Start Data section

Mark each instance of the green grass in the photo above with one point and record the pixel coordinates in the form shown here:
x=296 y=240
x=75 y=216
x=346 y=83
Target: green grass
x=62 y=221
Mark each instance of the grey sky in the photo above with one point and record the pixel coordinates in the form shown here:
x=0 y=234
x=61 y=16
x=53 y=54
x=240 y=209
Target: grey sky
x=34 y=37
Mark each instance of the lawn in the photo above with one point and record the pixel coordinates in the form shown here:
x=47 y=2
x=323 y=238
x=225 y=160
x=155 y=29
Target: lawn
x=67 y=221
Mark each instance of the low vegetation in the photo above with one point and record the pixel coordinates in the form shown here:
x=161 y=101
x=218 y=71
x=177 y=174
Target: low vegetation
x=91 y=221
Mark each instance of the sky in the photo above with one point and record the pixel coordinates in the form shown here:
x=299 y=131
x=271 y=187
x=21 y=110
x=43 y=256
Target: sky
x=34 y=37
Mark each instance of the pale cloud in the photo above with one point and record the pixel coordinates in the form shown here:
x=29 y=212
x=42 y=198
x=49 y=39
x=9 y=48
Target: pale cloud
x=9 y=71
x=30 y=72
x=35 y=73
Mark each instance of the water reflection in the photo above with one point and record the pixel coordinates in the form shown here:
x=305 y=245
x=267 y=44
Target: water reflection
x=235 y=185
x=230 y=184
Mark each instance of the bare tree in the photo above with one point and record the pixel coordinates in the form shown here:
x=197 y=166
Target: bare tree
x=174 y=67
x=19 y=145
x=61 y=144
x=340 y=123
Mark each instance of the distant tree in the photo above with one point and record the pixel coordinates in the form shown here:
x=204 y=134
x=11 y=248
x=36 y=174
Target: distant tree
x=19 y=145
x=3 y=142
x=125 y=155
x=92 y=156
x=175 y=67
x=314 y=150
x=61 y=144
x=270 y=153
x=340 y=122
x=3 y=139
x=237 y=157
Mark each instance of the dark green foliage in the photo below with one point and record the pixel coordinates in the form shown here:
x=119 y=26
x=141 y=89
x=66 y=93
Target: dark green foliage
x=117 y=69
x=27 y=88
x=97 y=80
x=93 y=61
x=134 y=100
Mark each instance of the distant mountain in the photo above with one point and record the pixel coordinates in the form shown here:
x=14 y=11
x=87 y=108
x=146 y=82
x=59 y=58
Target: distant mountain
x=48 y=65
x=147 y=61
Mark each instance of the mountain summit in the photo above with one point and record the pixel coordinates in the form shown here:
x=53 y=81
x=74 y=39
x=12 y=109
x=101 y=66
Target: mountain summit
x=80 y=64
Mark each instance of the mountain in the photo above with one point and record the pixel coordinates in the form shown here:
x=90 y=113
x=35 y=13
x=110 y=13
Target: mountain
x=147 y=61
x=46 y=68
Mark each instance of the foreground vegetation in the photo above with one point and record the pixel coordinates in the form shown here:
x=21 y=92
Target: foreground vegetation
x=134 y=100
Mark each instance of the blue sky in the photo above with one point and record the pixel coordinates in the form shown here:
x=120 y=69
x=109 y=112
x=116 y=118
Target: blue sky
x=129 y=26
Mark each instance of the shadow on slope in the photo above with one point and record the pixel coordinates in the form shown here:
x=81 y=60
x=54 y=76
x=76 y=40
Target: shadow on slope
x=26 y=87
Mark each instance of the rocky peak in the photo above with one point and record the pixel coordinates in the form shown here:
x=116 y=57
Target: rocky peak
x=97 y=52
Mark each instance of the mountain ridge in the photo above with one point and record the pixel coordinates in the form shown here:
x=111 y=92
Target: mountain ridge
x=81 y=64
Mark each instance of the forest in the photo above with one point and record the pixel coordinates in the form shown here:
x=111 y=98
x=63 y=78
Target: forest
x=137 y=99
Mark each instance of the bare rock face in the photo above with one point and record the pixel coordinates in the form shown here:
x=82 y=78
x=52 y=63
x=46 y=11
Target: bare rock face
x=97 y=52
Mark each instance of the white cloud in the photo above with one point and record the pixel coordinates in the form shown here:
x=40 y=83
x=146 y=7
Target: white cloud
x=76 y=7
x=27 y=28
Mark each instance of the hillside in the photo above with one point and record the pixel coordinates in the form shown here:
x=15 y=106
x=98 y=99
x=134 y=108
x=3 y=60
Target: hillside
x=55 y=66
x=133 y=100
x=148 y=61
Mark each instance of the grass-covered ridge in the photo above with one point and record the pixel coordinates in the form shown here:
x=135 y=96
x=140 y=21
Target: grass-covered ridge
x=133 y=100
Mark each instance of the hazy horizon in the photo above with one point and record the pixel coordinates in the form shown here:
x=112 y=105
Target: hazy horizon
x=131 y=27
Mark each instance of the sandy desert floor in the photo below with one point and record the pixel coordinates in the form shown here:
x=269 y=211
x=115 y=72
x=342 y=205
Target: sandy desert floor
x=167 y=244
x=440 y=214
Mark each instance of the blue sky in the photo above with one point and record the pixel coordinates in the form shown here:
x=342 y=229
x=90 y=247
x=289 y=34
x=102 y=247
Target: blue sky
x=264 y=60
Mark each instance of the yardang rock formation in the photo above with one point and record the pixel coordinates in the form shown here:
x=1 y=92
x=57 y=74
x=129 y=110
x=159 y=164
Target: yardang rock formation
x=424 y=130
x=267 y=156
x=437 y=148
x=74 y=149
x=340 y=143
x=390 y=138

End Data section

#### Given task:
Copy exactly, and only, the lines from the one containing "Mark each instance of the grass-covered" through the last line of the listing.

#### The result:
Mark each instance of the grass-covered ridge in the photo above with one point and record the pixel coordinates in the form shown here:
x=135 y=96
x=140 y=21
Target: grass-covered ridge
x=133 y=100
Mark each instance of the hazy horizon in the photo above with one point and record the pixel coordinates in the form shown here:
x=112 y=105
Target: hazy horizon
x=131 y=27
Mark each instance of the sandy desert floor in the photo below with one point and record the pixel coordinates in the form shown here:
x=269 y=211
x=115 y=72
x=342 y=205
Target: sandy desert floor
x=167 y=244
x=440 y=214
Mark each instance of the blue sky in the photo above with one point and record the pixel coordinates in the form shown here:
x=342 y=229
x=90 y=247
x=289 y=34
x=102 y=247
Target: blue sky
x=264 y=60
Mark each instance of the yardang rock formation in the photo above with one point and record the pixel coordinates in the form shown here:
x=1 y=92
x=57 y=74
x=129 y=110
x=159 y=164
Target: yardang rock formation
x=424 y=130
x=267 y=156
x=437 y=148
x=74 y=149
x=340 y=143
x=390 y=138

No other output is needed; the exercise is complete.